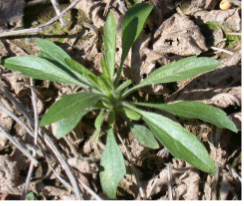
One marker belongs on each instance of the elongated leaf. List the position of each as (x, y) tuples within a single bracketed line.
[(112, 166), (50, 50), (66, 125), (129, 113), (180, 70), (132, 26), (39, 68), (98, 125), (80, 69), (57, 56), (180, 142), (110, 44), (69, 105), (197, 110), (144, 136)]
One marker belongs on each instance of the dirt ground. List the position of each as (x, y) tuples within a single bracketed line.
[(175, 29)]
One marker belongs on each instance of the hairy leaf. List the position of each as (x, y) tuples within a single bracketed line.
[(132, 26), (98, 125), (180, 70), (66, 125), (110, 44), (57, 56), (112, 166), (69, 105), (144, 136), (197, 110), (40, 68), (180, 142)]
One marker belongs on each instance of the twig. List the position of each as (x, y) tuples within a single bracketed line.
[(56, 7), (170, 182), (233, 172), (40, 28), (17, 104), (90, 190), (233, 33), (34, 2), (16, 119), (133, 168), (122, 6), (16, 143), (36, 127), (222, 50)]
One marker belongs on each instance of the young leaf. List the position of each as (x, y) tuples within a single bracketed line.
[(197, 110), (144, 136), (112, 166), (69, 105), (132, 26), (179, 70), (98, 125), (180, 142), (51, 51), (40, 68), (57, 56), (66, 125), (129, 113), (110, 44), (78, 68)]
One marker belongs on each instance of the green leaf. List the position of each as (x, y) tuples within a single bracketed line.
[(197, 110), (69, 105), (40, 68), (51, 51), (132, 26), (112, 166), (66, 125), (98, 125), (123, 86), (57, 56), (180, 70), (144, 136), (80, 69), (180, 142), (129, 113), (110, 44)]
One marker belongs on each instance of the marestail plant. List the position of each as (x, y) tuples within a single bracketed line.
[(104, 93)]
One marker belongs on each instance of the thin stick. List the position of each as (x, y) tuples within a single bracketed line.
[(36, 127), (170, 182), (90, 191), (133, 168), (17, 104), (222, 50), (40, 28), (34, 2), (56, 7), (17, 144)]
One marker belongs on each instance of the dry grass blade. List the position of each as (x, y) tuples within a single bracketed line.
[(36, 127), (142, 192), (17, 144), (40, 28)]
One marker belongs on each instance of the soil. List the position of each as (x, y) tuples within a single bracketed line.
[(175, 29)]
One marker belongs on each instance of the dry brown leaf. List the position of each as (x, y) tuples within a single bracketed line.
[(206, 86), (11, 12), (229, 19), (9, 175)]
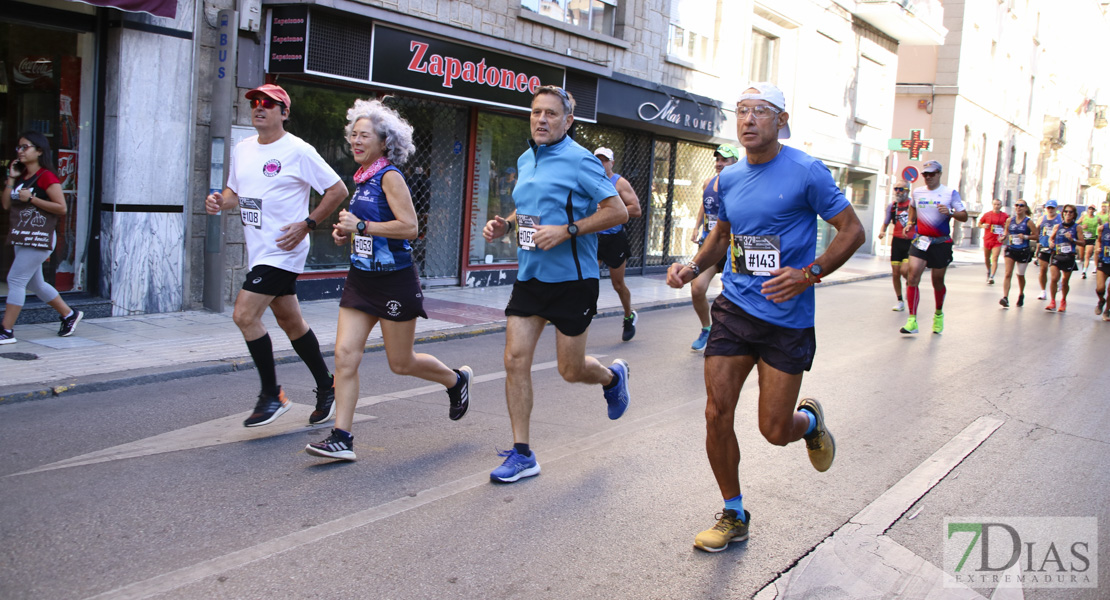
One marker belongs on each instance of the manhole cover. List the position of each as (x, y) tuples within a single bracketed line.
[(19, 356)]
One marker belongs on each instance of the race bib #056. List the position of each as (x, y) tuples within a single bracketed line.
[(250, 211), (526, 230), (363, 245), (756, 254)]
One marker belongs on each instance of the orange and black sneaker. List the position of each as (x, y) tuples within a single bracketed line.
[(269, 408)]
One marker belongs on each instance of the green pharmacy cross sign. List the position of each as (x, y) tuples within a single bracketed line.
[(915, 145)]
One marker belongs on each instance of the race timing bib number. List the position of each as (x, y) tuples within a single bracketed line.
[(526, 231), (250, 212), (363, 245), (756, 254)]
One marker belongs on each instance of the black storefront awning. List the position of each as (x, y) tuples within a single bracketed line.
[(158, 8)]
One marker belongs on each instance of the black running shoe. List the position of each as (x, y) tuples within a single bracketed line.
[(70, 323), (629, 326), (336, 445), (325, 404), (461, 394), (269, 408)]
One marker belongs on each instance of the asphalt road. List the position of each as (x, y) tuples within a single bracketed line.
[(181, 506)]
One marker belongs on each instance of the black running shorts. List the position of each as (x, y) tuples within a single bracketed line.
[(736, 333), (899, 251), (270, 281), (393, 295), (1065, 262), (1020, 255), (613, 248), (939, 255), (569, 306)]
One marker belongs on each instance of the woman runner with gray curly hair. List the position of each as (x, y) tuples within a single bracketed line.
[(382, 285)]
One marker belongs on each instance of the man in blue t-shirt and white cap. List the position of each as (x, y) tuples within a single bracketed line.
[(764, 317)]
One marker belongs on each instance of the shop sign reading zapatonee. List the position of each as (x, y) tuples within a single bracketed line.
[(411, 61)]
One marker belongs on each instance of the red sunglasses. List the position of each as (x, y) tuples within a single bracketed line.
[(265, 103)]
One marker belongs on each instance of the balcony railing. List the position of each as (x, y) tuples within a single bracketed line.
[(914, 22)]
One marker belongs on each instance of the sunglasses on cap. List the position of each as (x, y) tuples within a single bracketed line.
[(265, 103)]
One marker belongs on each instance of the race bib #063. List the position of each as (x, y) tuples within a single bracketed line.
[(250, 211), (756, 254), (363, 245), (526, 230)]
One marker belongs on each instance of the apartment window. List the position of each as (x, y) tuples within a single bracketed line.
[(689, 34), (764, 57), (597, 16)]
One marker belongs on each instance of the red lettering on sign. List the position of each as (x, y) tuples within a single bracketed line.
[(453, 68), (417, 49)]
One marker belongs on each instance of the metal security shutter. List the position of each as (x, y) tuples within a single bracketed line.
[(584, 90), (339, 47)]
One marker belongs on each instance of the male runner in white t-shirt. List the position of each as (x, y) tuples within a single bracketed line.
[(269, 180)]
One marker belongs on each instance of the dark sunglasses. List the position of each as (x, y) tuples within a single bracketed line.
[(265, 103)]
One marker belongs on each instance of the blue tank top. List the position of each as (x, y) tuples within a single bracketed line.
[(1063, 245), (615, 229), (710, 203), (1105, 237), (1019, 229), (369, 203), (1046, 227)]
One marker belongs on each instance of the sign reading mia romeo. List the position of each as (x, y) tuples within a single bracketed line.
[(411, 61)]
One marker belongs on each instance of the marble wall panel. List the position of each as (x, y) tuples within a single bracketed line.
[(145, 254)]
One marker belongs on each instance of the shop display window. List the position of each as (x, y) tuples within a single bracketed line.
[(501, 140), (46, 85)]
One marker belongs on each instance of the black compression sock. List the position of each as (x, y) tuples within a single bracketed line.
[(262, 353), (308, 348)]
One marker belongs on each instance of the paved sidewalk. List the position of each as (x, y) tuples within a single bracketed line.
[(117, 352)]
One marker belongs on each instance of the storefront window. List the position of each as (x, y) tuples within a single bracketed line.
[(501, 140), (46, 85)]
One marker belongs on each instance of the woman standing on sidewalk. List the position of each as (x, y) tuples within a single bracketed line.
[(1063, 239), (382, 285), (33, 195), (1019, 230)]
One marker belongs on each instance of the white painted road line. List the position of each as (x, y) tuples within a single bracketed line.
[(858, 560), (172, 580)]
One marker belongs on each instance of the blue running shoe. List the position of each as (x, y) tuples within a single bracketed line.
[(703, 338), (514, 467), (617, 396)]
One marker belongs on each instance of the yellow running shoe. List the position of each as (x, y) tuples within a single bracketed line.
[(819, 443), (728, 528)]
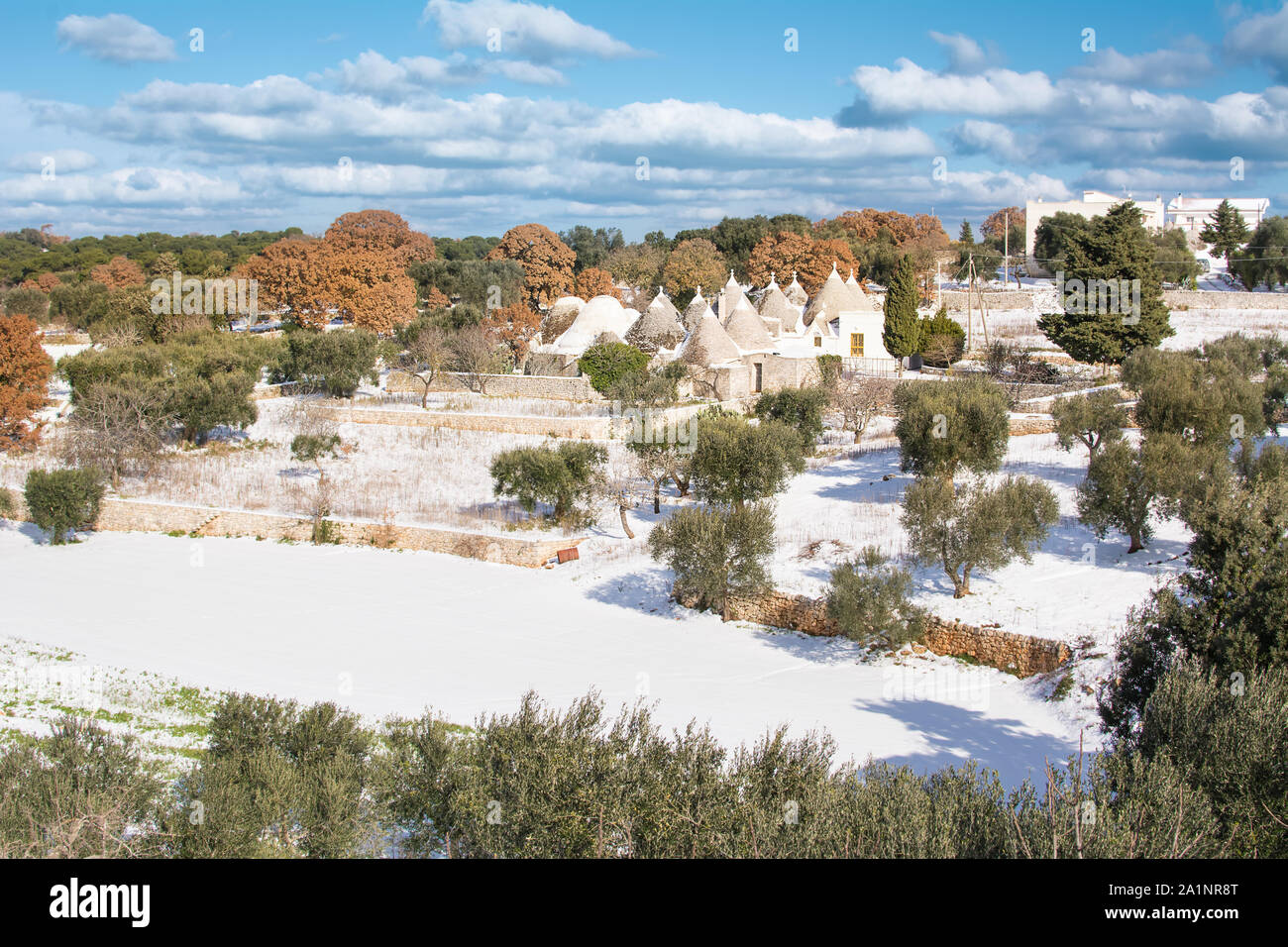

####

Requirement:
Rewrite all of the data with each "marker" changed to "dot" and nothing else altered. Leave the pictures out.

Task result:
One dot belongs on each instance of the elongated leaf. List the position of each as (x, y) tuples within a single bracketed line.
[(112, 166), (50, 50), (66, 125), (129, 113), (180, 70), (132, 26), (39, 68), (98, 125), (80, 69), (57, 56), (180, 142), (110, 44), (69, 105), (197, 110), (144, 136)]
One dot belongs on each instance of the dirt ground. List the position of each as (x, y) tuples within a single bracketed line.
[(175, 29)]
One dot belongs on each instance of the hairy leaf. List the position of each as (x, y) tuples within a single bracketed line.
[(132, 26), (98, 125), (180, 70), (66, 125), (110, 44), (57, 56), (112, 166), (69, 105), (144, 136), (197, 110), (40, 68), (180, 142)]
One dot belongs on each instance of the twig. List the position of each as (x, y) tuples within a single bracketed line.
[(56, 7), (170, 182), (233, 172), (40, 28), (17, 104), (90, 190), (233, 33), (34, 2), (16, 119), (133, 168), (122, 6), (16, 143), (36, 127), (222, 50)]
One dot belongs on each instance of the young leaf. List the position of each as (x, y) tuples within a single bracketed line.
[(197, 110), (144, 136), (112, 166), (69, 105), (132, 26), (179, 70), (98, 125), (180, 142), (51, 51), (40, 68), (57, 56), (66, 125), (129, 113), (110, 44), (78, 68)]
One dot belongs on each instance of the green leaf. List the position of each as (x, y) tuples within a single bracketed line.
[(197, 110), (69, 105), (40, 68), (51, 51), (132, 26), (112, 166), (66, 125), (98, 125), (123, 86), (57, 56), (180, 70), (144, 136), (80, 69), (180, 142), (129, 113), (110, 44)]
One dot belongs on each instance of the marestail plant. List the position of each as (x, y) tuples within a single bracketed line.
[(104, 93)]
One dot belongs on each instance of the thin stick. List the position of each as (x, y) tuples within a single bracketed line.
[(36, 127), (170, 182), (90, 191), (133, 168), (17, 104), (222, 50), (40, 28), (34, 2), (56, 7), (17, 144)]
One dot belongs on each instance of the dry grass blade. List the position of each as (x, y) tuples within a single bracketed line.
[(36, 127), (142, 192), (17, 144), (40, 28)]
One dot belongs on each instance of the soil. List the position of each as (x, y) tuples within a single bracketed line.
[(175, 29)]
One dot belongs on each instance of the dry brown leaf. List the position of each as (x, y) tuples within a single bracketed line.
[(206, 86), (11, 12), (229, 19), (9, 175)]
One dot belongs on each instance of the manhole cover. List the position of each as (x, y) tuples within a single bracketed line.
[(19, 356)]
One dot belongs on each instance of the race bib #056. List the position of each as (x, y) tuples within a single bracketed line.
[(250, 211), (526, 230), (363, 245), (756, 254)]
One dot belongs on each instance of the orange and black sneaker. List the position of each as (x, y) tuples within a single bracketed line.
[(269, 408)]
One dot belongs on each instance of the green pharmacy cross sign. List the position of each as (x, y) tuples within a single bracketed line.
[(915, 145)]
One dot belongs on each instance of the race timing bib number. List the position of each as (x, y) tuples within a single bracketed line.
[(526, 231), (250, 212), (363, 245), (756, 254)]
One dot belongs on each instance of the black storefront awning. List the position of each as (x, y) tuples within a single bracketed line.
[(158, 8)]
One dot belongs on each instance of the black running shoe. List the position of each as (x, y) tuples within a single bracketed line.
[(70, 323), (629, 326), (336, 445), (325, 404), (461, 394), (269, 408)]
One dot belongs on each instance of the asphalt road. List the position of each as (x, y) tuples within a single bracketed line.
[(181, 506)]
One dot belongs on each instance of the black running shorts. List the position of each as (x, y) tuples within a single bracketed line.
[(736, 333), (899, 251), (270, 281), (393, 295), (1065, 262), (1020, 255), (613, 248), (939, 255), (569, 306)]
One dot belongs on each instance of the woman runner with gray curly hair. List the position of each as (x, y) tuples within a single bracketed line.
[(382, 285)]
One dot belongs on each instance of the man in blue t-shirt and white cap. List the position of each as (x, y) tuples within a single bracketed line.
[(764, 317)]
One dot belongs on each instance of the shop sign reading zapatonee. List the position of each as (x, y) tuples within a single bracketed line.
[(411, 61)]
One dot belongs on each instance of the red sunglasses. List the position of each as (x, y) tuples within a single bracketed line.
[(265, 103)]
One dot belongs on each instance of the balcony railing. List the position of each as (x, y) tuples within a single bracketed line.
[(914, 22)]
One dot belongs on each instance of the sunglasses on cap. List the position of each as (x, y) tuples within a single bracketed line.
[(265, 103)]
One dot belongs on each instance of the race bib #063. List the position of each as (x, y) tuples within a single bracketed line.
[(250, 211), (756, 254), (363, 245), (526, 230)]
One dot belongs on each instance of the apartment window. List the position of each as (x, y) tuples within a single bracketed line.
[(689, 34), (764, 57), (597, 16)]
One dot belongs on each instance of the red lettering on sign. List the position of each as (x, y) tuples within a single bracketed line.
[(453, 68), (417, 49)]
One dot belongs on each instance of the metal security shutter. List the position of each as (x, y) tuples within a single bracketed line.
[(584, 90), (339, 47)]
One dot belongs on each instance of the male runner in white t-shirt. List the position of each as (x, y) tuples within a single bracketed line.
[(269, 180)]
One dot belongs on each instance of the dark sunglasses. List the position of each as (x, y) tuples within a single bracketed line.
[(265, 103)]
One dot belongs on each instance of the blue tank top. List the position of each as (x, y) tuples within a single bracketed line.
[(1063, 245), (615, 229), (710, 203), (1105, 237), (1019, 229), (369, 203), (1046, 227)]
One dot belongs on each instance of the sign reading mia romeo. List the position of each as (x, y) tuples within a single bracketed line.
[(411, 61)]
One dot belongs on each instance of the marble wall panel. List the position of each as (x, y) tuples within a single bracketed line.
[(145, 254)]
One dot belongs on each instance of the shop display window. List the position of each as (x, y) tuples within a single bracketed line.
[(501, 140), (46, 85)]
One dot belongs on each instance of the black compression sock. List the position of each as (x, y) tuples within a single bracketed line.
[(262, 353), (308, 348)]
One dot belongs on each instance of the paved sidewalk. List the position of each as (x, y) tuples within a single bracketed line.
[(117, 352)]
One dot belongs on each instance of the storefront window. List the position of each as (x, y) tuples within a single bracketed line.
[(501, 140), (46, 85)]
One dot belongs on each instance of the woman standing on sidewalk. List the position of each as (x, y) tuples within a single bracketed line.
[(1063, 239), (382, 285), (33, 195), (1019, 230)]
One dot belongs on each instance of the white painted road line. List the position of each as (x, y) tuples within a single bracketed line.
[(858, 560), (172, 580)]
One dot belongs on each instance of the blue running shoe. List the position of each as (x, y) tuples within a single bracketed line.
[(703, 338), (514, 467), (617, 396)]
One dot belongs on each instance of the yellow running shoe. List the position of each as (x, y) tuples within a single bracketed line.
[(819, 443), (728, 528)]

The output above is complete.